* _Extract_:
== Segment start ==

The use of high resolution peripheral quantitative computed tomography (HR-pQCT) and in vivo micro-CT for studies of bone disease and treatment has become increasingly common, and with these methods comes large quantities of data requiring analysis. A simple, robust, and fully-automated segmentation algorithm is presented that efficiently segments bone regions. The dual threshold technique refers to two required threshold inputs that are used to extract the periosteal and endosteal surfaces of the cortex. The proposed method was tested against the gold standard, semi-automated hand contouring, using 45 datasets: mouse, rat, human, and cadaver data from the tibia or radius with nominal isotropic resolutions of 10–82 μm.
The performance of the proposed method to segment cortical and trabecular compartments was evaluated qualitatively from visualizations and quantitatively based on morphological measurements. Visual inspection confirmed successful segmentation of all datasets using the new method, with qualitatively better results when applied to the human and cadaver data compared to the gold standard. The dual threshold algorithm was able to extract thin and porous cortices, whereas some clipping and perforations occurred for the gold standard.

== Segment end ==

* _Exercise set_:
A) Answer these questions from the bone segmentation text.
(i) How many datasets were used to test the proposed method?
(ii) What range of nominal isotropic resolutions did those datasets have?
(iii) What happened with the gold standard on thin and porous cortices?
B) Carry on the bone segmentation text, starting after its last sentence.

* _Stored data_:

== Segment start ==

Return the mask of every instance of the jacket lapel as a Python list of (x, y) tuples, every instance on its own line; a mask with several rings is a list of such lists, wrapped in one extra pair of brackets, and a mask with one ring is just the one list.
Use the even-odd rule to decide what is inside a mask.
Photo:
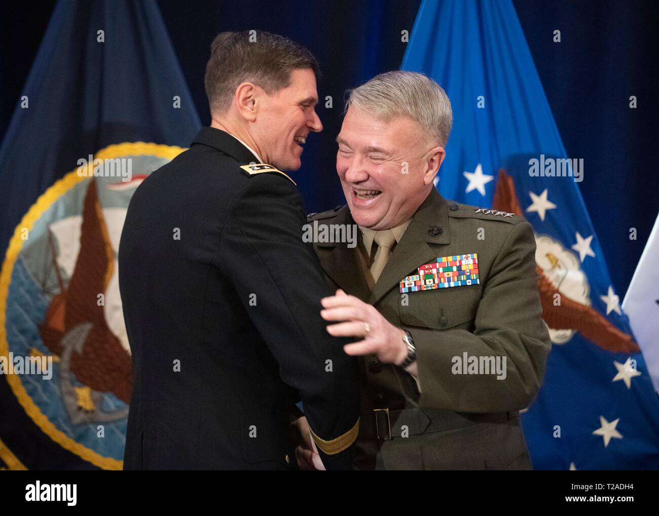
[(445, 245), (450, 242), (447, 202), (434, 188), (414, 214), (403, 238), (394, 248), (368, 302), (376, 304), (391, 289), (397, 289), (401, 279), (436, 258), (437, 251), (428, 244)]

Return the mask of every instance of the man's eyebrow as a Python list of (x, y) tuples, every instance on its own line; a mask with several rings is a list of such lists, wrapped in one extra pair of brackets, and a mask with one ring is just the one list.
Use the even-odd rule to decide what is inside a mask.
[(366, 152), (379, 152), (381, 154), (384, 154), (385, 156), (391, 156), (389, 152), (381, 147), (366, 147)]

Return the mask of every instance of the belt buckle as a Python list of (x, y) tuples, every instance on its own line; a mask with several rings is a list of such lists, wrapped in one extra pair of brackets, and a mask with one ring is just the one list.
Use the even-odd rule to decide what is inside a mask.
[[(380, 437), (380, 426), (378, 424), (378, 414), (376, 413), (378, 413), (378, 412), (384, 412), (385, 414), (387, 415), (387, 426), (389, 427), (389, 437), (388, 438), (387, 437)], [(389, 440), (390, 440), (391, 438), (391, 421), (389, 418), (389, 409), (373, 409), (373, 413), (374, 413), (373, 415), (375, 416), (375, 430), (376, 430), (376, 432), (378, 434), (378, 439), (384, 439), (386, 441), (388, 441)], [(383, 430), (384, 430), (384, 429), (383, 428)]]

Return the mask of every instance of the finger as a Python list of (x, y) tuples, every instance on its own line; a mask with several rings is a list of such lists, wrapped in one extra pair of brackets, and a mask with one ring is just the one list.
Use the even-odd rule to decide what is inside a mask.
[(363, 321), (351, 321), (330, 324), (328, 333), (332, 337), (366, 337), (368, 332)]
[(368, 341), (360, 341), (354, 344), (346, 344), (343, 346), (343, 351), (345, 351), (346, 354), (353, 357), (368, 355), (369, 353), (376, 354), (379, 349), (380, 345), (377, 343)]
[(323, 461), (320, 459), (320, 455), (318, 453), (314, 453), (313, 459), (312, 461), (314, 465), (314, 467), (319, 471), (325, 471), (325, 465), (323, 464)]
[[(345, 293), (343, 293), (344, 294)], [(349, 296), (347, 294), (343, 296), (329, 296), (324, 297), (320, 300), (320, 304), (326, 308), (331, 308), (334, 306), (343, 306), (345, 305), (358, 306), (364, 302), (358, 299), (355, 296)]]
[(326, 321), (363, 321), (362, 311), (354, 306), (337, 306), (320, 310), (320, 316)]
[(298, 467), (302, 471), (313, 471), (316, 469), (312, 455), (313, 453), (308, 450), (301, 448), (295, 449), (295, 461)]

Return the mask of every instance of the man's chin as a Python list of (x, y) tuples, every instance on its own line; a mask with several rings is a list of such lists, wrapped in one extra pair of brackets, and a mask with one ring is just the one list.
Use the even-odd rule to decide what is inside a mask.
[(375, 215), (375, 214), (369, 213), (367, 210), (362, 208), (355, 208), (351, 206), (350, 203), (348, 203), (348, 208), (350, 208), (350, 214), (353, 216), (353, 220), (357, 223), (357, 225), (370, 228), (380, 222), (380, 218)]
[(302, 166), (302, 160), (299, 158), (293, 158), (285, 161), (277, 160), (276, 162), (269, 164), (282, 171), (295, 172)]

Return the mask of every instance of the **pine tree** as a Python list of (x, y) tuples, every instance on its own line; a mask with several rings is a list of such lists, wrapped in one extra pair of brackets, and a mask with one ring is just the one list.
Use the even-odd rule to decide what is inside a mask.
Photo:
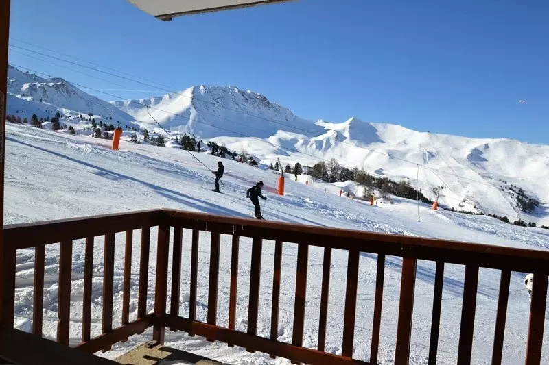
[(42, 128), (42, 123), (38, 121), (36, 114), (32, 114), (30, 117), (30, 125), (36, 128)]
[(54, 116), (51, 118), (51, 129), (54, 131), (58, 131), (61, 129), (61, 124), (59, 123), (59, 118)]
[(327, 168), (329, 173), (329, 182), (333, 183), (337, 181), (340, 167), (339, 162), (335, 158), (332, 158), (328, 162)]
[(162, 135), (159, 136), (156, 138), (156, 145), (160, 147), (166, 147), (166, 141), (164, 140), (164, 136)]

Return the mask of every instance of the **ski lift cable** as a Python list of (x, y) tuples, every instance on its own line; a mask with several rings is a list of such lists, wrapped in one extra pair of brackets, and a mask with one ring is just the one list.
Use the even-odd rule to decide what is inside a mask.
[[(157, 125), (159, 125), (159, 126), (161, 128), (162, 128), (162, 129), (164, 130), (164, 131), (165, 131), (165, 132), (166, 132), (166, 133), (167, 134), (167, 135), (168, 135), (168, 136), (170, 136), (170, 138), (172, 138), (172, 140), (174, 140), (174, 138), (172, 136), (172, 135), (171, 135), (171, 134), (170, 134), (170, 132), (168, 132), (168, 131), (167, 131), (166, 129), (164, 129), (164, 127), (162, 127), (162, 125), (161, 125), (161, 124), (160, 124), (160, 123), (159, 123), (159, 122), (156, 121), (156, 119), (155, 119), (155, 118), (154, 118), (154, 116), (152, 116), (152, 114), (150, 114), (150, 112), (149, 112), (149, 107), (148, 107), (148, 106), (147, 106), (147, 112), (149, 114), (149, 115), (150, 116), (150, 117), (151, 117), (151, 118), (152, 118), (152, 120), (153, 120), (153, 121), (154, 121), (154, 123), (156, 123)], [(194, 158), (196, 160), (196, 161), (198, 161), (198, 162), (200, 162), (200, 164), (202, 164), (202, 165), (204, 167), (205, 167), (206, 168), (207, 168), (208, 170), (209, 170), (210, 171), (211, 171), (211, 170), (210, 169), (210, 168), (209, 168), (209, 167), (208, 167), (207, 166), (206, 166), (206, 165), (205, 165), (205, 164), (204, 164), (204, 163), (203, 163), (202, 161), (200, 161), (200, 160), (198, 160), (198, 158), (196, 156), (195, 156), (194, 155), (193, 155), (192, 153), (191, 153), (191, 151), (189, 151), (188, 149), (186, 149), (185, 151), (187, 151), (189, 153), (189, 155), (191, 155), (193, 158)]]

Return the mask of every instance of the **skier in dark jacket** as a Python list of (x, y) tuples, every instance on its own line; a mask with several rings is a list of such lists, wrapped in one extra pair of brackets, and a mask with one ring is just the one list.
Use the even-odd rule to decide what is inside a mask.
[(255, 207), (254, 212), (255, 218), (257, 219), (263, 219), (261, 216), (261, 210), (259, 206), (259, 200), (257, 199), (260, 197), (263, 200), (267, 200), (267, 198), (261, 195), (261, 188), (263, 188), (263, 181), (259, 181), (255, 184), (255, 186), (252, 186), (246, 193), (246, 197), (250, 198), (250, 200), (253, 203), (253, 206)]
[(215, 188), (213, 189), (211, 191), (221, 192), (219, 190), (219, 179), (223, 177), (223, 172), (224, 169), (225, 167), (223, 166), (223, 163), (220, 161), (218, 162), (218, 171), (211, 172), (211, 173), (215, 175)]

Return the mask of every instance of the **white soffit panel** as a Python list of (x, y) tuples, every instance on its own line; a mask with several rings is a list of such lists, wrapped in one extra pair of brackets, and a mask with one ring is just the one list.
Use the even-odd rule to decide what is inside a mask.
[(143, 12), (163, 21), (175, 16), (281, 3), (291, 0), (128, 0)]

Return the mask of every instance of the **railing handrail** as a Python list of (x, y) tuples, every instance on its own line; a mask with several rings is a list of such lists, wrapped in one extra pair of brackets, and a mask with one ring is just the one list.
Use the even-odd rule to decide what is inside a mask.
[[(197, 229), (205, 231), (215, 230), (245, 237), (257, 236), (261, 231), (261, 236), (267, 240), (281, 240), (298, 244), (306, 242), (307, 244), (333, 249), (358, 249), (460, 264), (476, 262), (482, 267), (511, 268), (517, 271), (549, 270), (547, 266), (549, 252), (541, 250), (258, 221), (176, 210), (148, 210), (131, 213), (6, 225), (4, 226), (4, 242), (12, 249), (28, 249), (57, 243), (64, 240), (77, 240), (137, 229), (145, 225), (154, 227), (161, 221), (172, 225), (178, 223), (179, 225), (186, 226), (187, 228), (193, 228), (193, 225), (195, 225)], [(193, 225), (193, 221), (196, 221), (196, 224)], [(326, 240), (325, 238), (329, 236), (345, 240)], [(456, 255), (456, 253), (458, 254)]]
[[(164, 210), (164, 219), (171, 225), (213, 231), (224, 234), (339, 249), (444, 261), (458, 264), (476, 264), (515, 271), (549, 271), (549, 252), (449, 240), (426, 238), (392, 234), (374, 233), (295, 223), (235, 218), (205, 213)], [(334, 237), (344, 240), (334, 240)], [(332, 238), (326, 240), (326, 238)]]
[[(156, 264), (154, 282), (154, 310), (147, 312), (148, 277), (151, 228), (158, 227), (156, 236)], [(171, 231), (173, 227), (173, 240)], [(138, 318), (129, 321), (130, 287), (131, 281), (132, 245), (133, 231), (141, 229), (139, 284), (138, 293)], [(180, 292), (181, 248), (183, 230), (192, 230), (191, 257), (191, 292), (188, 318), (178, 316)], [(210, 238), (210, 260), (208, 294), (208, 318), (207, 323), (196, 320), (196, 289), (198, 266), (198, 244), (200, 231), (211, 233)], [(122, 325), (113, 328), (113, 278), (115, 267), (115, 234), (124, 233), (126, 237), (124, 260), (124, 299), (122, 303)], [(216, 325), (219, 273), (220, 235), (232, 236), (231, 279), (229, 328)], [(104, 270), (102, 334), (90, 338), (91, 292), (92, 290), (92, 268), (93, 245), (95, 237), (103, 236)], [(235, 301), (237, 295), (238, 242), (241, 237), (251, 238), (251, 261), (248, 307), (248, 327), (246, 333), (235, 330)], [(356, 315), (356, 295), (359, 276), (359, 258), (361, 253), (377, 254), (376, 276), (375, 313), (373, 324), (372, 353), (371, 362), (377, 362), (379, 325), (383, 297), (383, 277), (386, 255), (401, 257), (402, 274), (395, 350), (395, 364), (408, 364), (411, 338), (414, 288), (418, 260), (436, 262), (436, 280), (433, 299), (433, 318), (430, 345), (430, 359), (436, 359), (438, 343), (438, 327), (440, 323), (441, 301), (443, 281), (444, 265), (458, 264), (465, 266), (462, 322), (460, 327), (458, 362), (468, 363), (472, 353), (474, 312), (478, 285), (479, 268), (486, 267), (502, 270), (500, 293), (498, 299), (493, 347), (495, 359), (501, 355), (503, 333), (505, 328), (509, 280), (511, 270), (534, 273), (536, 280), (532, 296), (532, 309), (528, 329), (526, 364), (539, 365), (541, 359), (542, 333), (545, 315), (545, 294), (549, 273), (549, 252), (515, 247), (493, 246), (476, 243), (412, 237), (402, 235), (371, 233), (366, 231), (321, 227), (250, 218), (222, 216), (204, 213), (175, 210), (151, 210), (130, 213), (119, 213), (86, 218), (73, 218), (37, 223), (25, 223), (5, 226), (3, 268), (3, 294), (0, 306), (0, 322), (8, 327), (13, 327), (14, 303), (16, 251), (35, 248), (34, 263), (34, 310), (33, 333), (42, 333), (42, 306), (43, 301), (45, 246), (60, 244), (59, 305), (58, 307), (57, 340), (68, 345), (69, 341), (71, 270), (72, 248), (74, 240), (85, 238), (85, 268), (82, 320), (82, 342), (78, 347), (86, 352), (108, 351), (111, 345), (124, 341), (129, 336), (142, 333), (153, 327), (153, 340), (164, 342), (165, 327), (179, 329), (204, 336), (209, 340), (221, 340), (229, 346), (246, 347), (248, 351), (261, 351), (271, 357), (283, 356), (294, 361), (334, 364), (368, 364), (353, 358), (354, 328)], [(271, 338), (257, 337), (258, 306), (262, 242), (276, 242), (274, 274), (273, 275), (273, 309), (272, 311)], [(172, 244), (170, 242), (173, 242)], [(279, 301), (280, 265), (282, 245), (297, 244), (297, 266), (294, 303), (294, 323), (292, 344), (279, 342), (277, 339), (278, 302)], [(323, 268), (323, 298), (319, 327), (318, 350), (303, 347), (305, 316), (305, 298), (307, 290), (307, 272), (310, 246), (324, 247), (325, 258)], [(347, 250), (347, 288), (344, 333), (341, 356), (324, 352), (325, 323), (327, 313), (327, 297), (329, 286), (330, 257), (332, 249)], [(168, 257), (172, 251), (172, 299), (170, 312), (167, 314), (165, 298), (167, 294), (169, 275)], [(129, 258), (128, 258), (129, 257)], [(175, 275), (175, 276), (174, 276)], [(539, 275), (539, 276), (538, 276)], [(174, 279), (174, 278), (179, 278)], [(507, 278), (507, 279), (506, 279)], [(278, 284), (277, 284), (278, 283)], [(275, 288), (277, 288), (275, 292)], [(38, 293), (38, 294), (37, 294)], [(436, 294), (438, 293), (438, 294)], [(277, 305), (274, 305), (274, 302)], [(87, 304), (86, 304), (87, 303)], [(471, 314), (473, 314), (471, 316)], [(232, 318), (232, 319), (231, 319)], [(464, 319), (465, 318), (465, 319)], [(36, 323), (36, 325), (34, 325)], [(321, 338), (322, 337), (322, 338)], [(376, 338), (377, 338), (377, 340)], [(322, 342), (322, 343), (321, 343)]]
[(5, 244), (22, 249), (158, 225), (161, 209), (4, 225)]

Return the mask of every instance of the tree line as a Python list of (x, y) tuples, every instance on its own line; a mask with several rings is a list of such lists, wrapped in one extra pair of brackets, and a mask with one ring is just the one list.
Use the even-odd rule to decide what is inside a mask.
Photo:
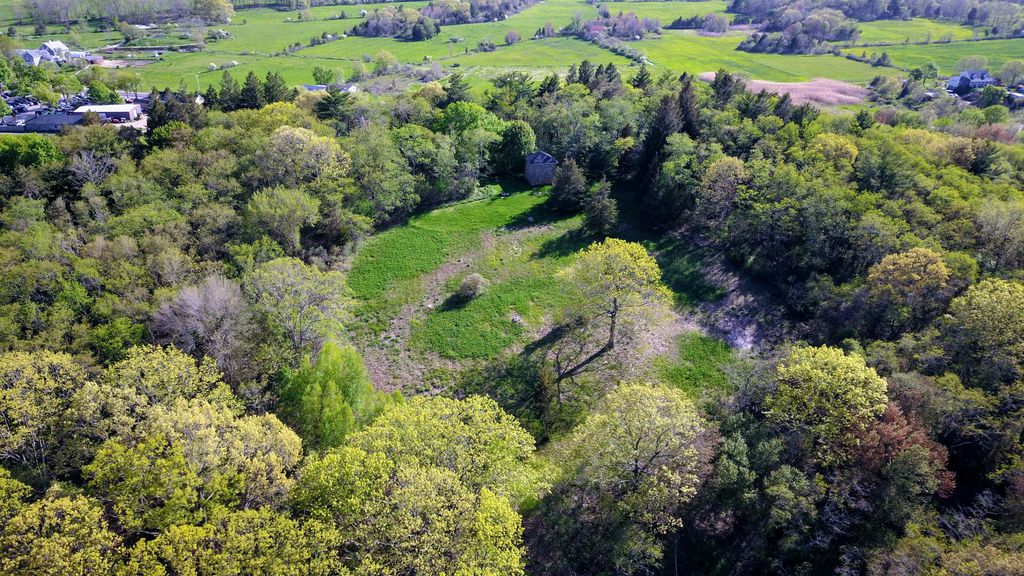
[[(154, 91), (145, 134), (0, 136), (0, 571), (1024, 560), (1024, 151), (997, 108), (834, 115), (590, 61), (481, 94), (271, 73), (196, 96)], [(436, 396), (377, 390), (350, 251), (536, 150), (549, 208), (582, 214), (550, 331)], [(694, 247), (788, 327), (696, 392), (630, 362), (691, 282), (658, 258)]]

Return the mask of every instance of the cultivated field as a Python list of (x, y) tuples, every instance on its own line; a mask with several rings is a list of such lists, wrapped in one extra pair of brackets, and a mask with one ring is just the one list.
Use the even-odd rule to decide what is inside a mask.
[[(880, 48), (881, 49), (881, 48)], [(870, 48), (867, 49), (871, 51)], [(860, 49), (850, 50), (860, 53)], [(893, 64), (912, 68), (934, 61), (942, 74), (953, 74), (956, 60), (964, 56), (983, 55), (988, 58), (989, 68), (998, 69), (1002, 63), (1024, 57), (1024, 38), (1011, 40), (981, 40), (978, 42), (952, 42), (949, 44), (928, 44), (907, 46), (887, 46), (885, 51)]]
[[(855, 42), (857, 45), (935, 42), (946, 35), (951, 40), (968, 40), (975, 36), (971, 27), (928, 18), (862, 22), (858, 28), (860, 37)], [(977, 33), (981, 34), (981, 31)]]
[(736, 49), (745, 33), (730, 32), (710, 37), (692, 30), (667, 30), (660, 38), (644, 39), (636, 46), (647, 53), (656, 68), (701, 74), (720, 68), (759, 80), (802, 82), (831, 78), (864, 83), (891, 69), (829, 55), (754, 54)]
[[(418, 7), (424, 3), (407, 2), (404, 5)], [(141, 74), (146, 86), (176, 87), (185, 82), (188, 86), (198, 84), (200, 88), (205, 88), (208, 84), (219, 82), (221, 66), (234, 61), (238, 63), (238, 67), (232, 69), (236, 77), (244, 77), (250, 71), (260, 76), (268, 71), (278, 71), (290, 84), (299, 84), (312, 81), (314, 67), (334, 70), (341, 78), (348, 79), (356, 69), (372, 68), (374, 56), (386, 50), (401, 64), (425, 65), (432, 61), (450, 69), (459, 68), (474, 88), (479, 89), (485, 86), (486, 79), (502, 72), (522, 71), (540, 78), (552, 72), (562, 72), (584, 58), (598, 63), (613, 61), (627, 77), (632, 75), (629, 69), (636, 66), (625, 57), (574, 38), (531, 39), (536, 31), (548, 23), (558, 29), (578, 14), (583, 18), (596, 15), (597, 6), (584, 0), (545, 0), (502, 22), (442, 27), (436, 37), (423, 42), (350, 36), (294, 53), (282, 53), (294, 43), (308, 45), (311, 38), (324, 33), (347, 33), (361, 17), (361, 10), (372, 12), (380, 6), (383, 4), (316, 7), (308, 11), (305, 19), (300, 19), (299, 12), (294, 10), (239, 10), (230, 24), (220, 27), (229, 32), (231, 38), (210, 42), (207, 49), (200, 53), (164, 54), (158, 61), (139, 67), (136, 71)], [(641, 17), (658, 18), (663, 26), (667, 26), (678, 16), (723, 13), (727, 2), (606, 2), (603, 6), (612, 13), (632, 11)], [(336, 19), (340, 15), (345, 17)], [(9, 2), (0, 4), (0, 26), (6, 28), (15, 24)], [(23, 35), (19, 39), (22, 45), (36, 45), (42, 39), (32, 36), (32, 27), (27, 24), (16, 28)], [(860, 28), (858, 44), (888, 45), (854, 46), (847, 51), (859, 54), (884, 50), (901, 67), (935, 61), (944, 72), (950, 72), (964, 55), (985, 54), (992, 66), (998, 66), (1024, 54), (1024, 40), (965, 42), (975, 34), (971, 28), (925, 18), (862, 23)], [(512, 31), (519, 33), (523, 41), (507, 46), (504, 44), (505, 35)], [(697, 31), (665, 30), (660, 35), (651, 35), (631, 42), (631, 45), (647, 55), (655, 74), (662, 71), (700, 74), (725, 68), (768, 82), (805, 82), (827, 78), (855, 84), (864, 84), (879, 74), (900, 74), (895, 69), (872, 68), (830, 55), (754, 54), (736, 50), (736, 45), (745, 34), (743, 31), (732, 31), (722, 36), (706, 36)], [(946, 34), (952, 37), (952, 43), (934, 43)], [(932, 44), (904, 44), (906, 41), (924, 41), (929, 35)], [(69, 44), (94, 49), (118, 42), (120, 35), (81, 31), (67, 34), (62, 29), (51, 27), (46, 38), (57, 38)], [(477, 44), (485, 40), (494, 42), (498, 49), (493, 52), (475, 51)], [(151, 57), (145, 48), (126, 55)], [(211, 71), (210, 65), (214, 65), (216, 70)]]

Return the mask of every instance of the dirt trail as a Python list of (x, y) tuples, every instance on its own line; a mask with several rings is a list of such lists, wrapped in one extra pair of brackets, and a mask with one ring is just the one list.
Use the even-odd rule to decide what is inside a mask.
[[(550, 227), (540, 224), (512, 231), (504, 230), (501, 233), (502, 241), (514, 242), (519, 237), (537, 234), (544, 230), (550, 230)], [(443, 358), (438, 354), (414, 351), (410, 342), (413, 323), (422, 319), (431, 310), (441, 305), (449, 296), (444, 289), (447, 281), (470, 270), (477, 258), (494, 249), (497, 241), (496, 232), (483, 232), (480, 235), (479, 246), (420, 277), (423, 286), (422, 296), (417, 301), (402, 306), (401, 311), (388, 322), (387, 329), (376, 338), (372, 345), (364, 346), (360, 349), (370, 378), (378, 389), (391, 392), (398, 389), (403, 383), (425, 383), (429, 379), (428, 373), (431, 371), (437, 372), (437, 369), (447, 369), (454, 372), (460, 366), (459, 362)]]
[(721, 288), (721, 298), (700, 303), (683, 315), (683, 322), (722, 338), (741, 351), (757, 351), (796, 331), (781, 303), (764, 286), (744, 278), (719, 254), (700, 260), (708, 282)]

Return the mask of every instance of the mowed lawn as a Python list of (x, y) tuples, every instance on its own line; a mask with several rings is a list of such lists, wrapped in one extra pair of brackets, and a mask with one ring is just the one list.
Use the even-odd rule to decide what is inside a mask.
[[(860, 53), (859, 48), (850, 48), (848, 51)], [(914, 68), (933, 61), (938, 65), (942, 74), (950, 75), (956, 73), (956, 60), (964, 56), (985, 56), (988, 58), (988, 67), (991, 70), (998, 70), (1007, 60), (1024, 58), (1024, 38), (886, 46), (885, 51), (889, 53), (896, 66)]]
[(737, 50), (744, 33), (703, 36), (692, 30), (667, 30), (660, 38), (644, 39), (634, 44), (647, 53), (655, 70), (700, 74), (724, 68), (757, 80), (802, 82), (831, 78), (866, 83), (880, 74), (895, 74), (892, 69), (831, 55), (755, 54)]
[(908, 20), (862, 22), (857, 25), (860, 36), (855, 44), (901, 44), (903, 42), (935, 42), (948, 34), (952, 40), (973, 38), (975, 31), (969, 26), (928, 18)]
[(438, 208), (413, 217), (359, 247), (348, 285), (356, 298), (379, 297), (397, 283), (431, 272), (477, 245), (481, 232), (512, 224), (545, 199), (524, 192)]

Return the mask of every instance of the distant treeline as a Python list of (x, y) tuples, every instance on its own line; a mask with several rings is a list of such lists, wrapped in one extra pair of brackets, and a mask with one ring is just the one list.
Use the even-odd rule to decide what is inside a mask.
[(878, 19), (904, 19), (914, 16), (942, 18), (970, 26), (989, 27), (997, 35), (1012, 35), (1024, 31), (1024, 6), (1002, 1), (947, 0), (892, 0), (873, 2), (866, 0), (733, 0), (729, 11), (749, 16), (753, 22), (765, 23), (772, 31), (801, 22), (797, 14), (806, 16), (820, 9), (843, 12), (847, 17), (870, 22)]
[[(302, 10), (315, 6), (365, 4), (362, 0), (17, 0), (14, 16), (44, 24), (82, 19), (117, 19), (133, 24), (201, 17), (224, 22), (241, 8)], [(438, 24), (466, 24), (504, 18), (534, 4), (532, 0), (441, 0), (422, 8)]]

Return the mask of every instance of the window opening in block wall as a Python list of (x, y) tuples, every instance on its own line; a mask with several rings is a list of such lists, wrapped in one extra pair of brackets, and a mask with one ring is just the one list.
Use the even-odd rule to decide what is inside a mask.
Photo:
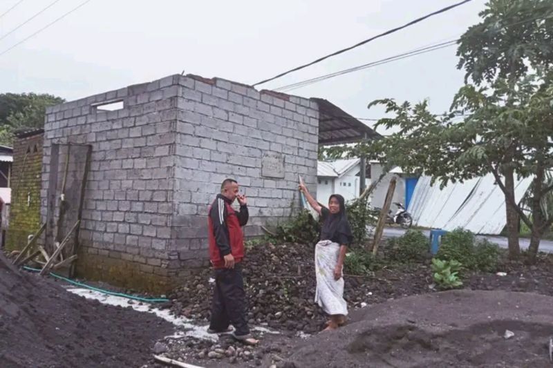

== Segment end ==

* _Results for the exercise_:
A)
(i) 45
(ii) 10–82 μm
(iii) Some clipping and perforations occurred.

B)
Morphological parameters measured for segmentation by the proposed method versus the gold standard agreed (95% confidence) for Tb.Th, Tb.Sp, and Tb.N, but not Ct.Th and BV/TV for the human and cadaver datasets. Nonetheless, correlations ranged from 0.95 to 1.00 for all morphological parameters except the cadaver Ct.Th because systematic errors were present. Poor agreement for Ct.Th and BV/TV was due to qualitatively incorrect segmentation by the gold standard when the cortex was thin compared to trabeculae, or operator bias during hand contouring. Since Tb.Th, Tb.Sp, and Tb.N were insensitive to segmentation method, despite operator bias, they are robust parameters for inter-site comparisons.
The dual threshold method offers a robust and fully-automated alternative to the gold standard that can efficiently segment bone regions with accurate and repeatable results. The algorithm can be easily implemented since it uses simple image analysis tools. Two input thresholds allow adjustment of the masked output, and are easily determined by trial and error. Using the same input thresholds for similar datasets assures maximal consistency while alleviating time consuming semi-automated contouring.